Would you give the records below again, exactly and completely?

————

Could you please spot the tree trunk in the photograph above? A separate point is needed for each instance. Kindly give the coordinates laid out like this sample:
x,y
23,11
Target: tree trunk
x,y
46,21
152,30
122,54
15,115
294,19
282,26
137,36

————

#### WRITTEN RESPONSE
Could you please spot the tree trunk in the photograph above? A separate point is needed for each instance. Kindly give the coordinates laid out like this sample:
x,y
23,11
Target: tree trunk
x,y
46,21
152,30
122,54
15,115
294,19
282,26
137,36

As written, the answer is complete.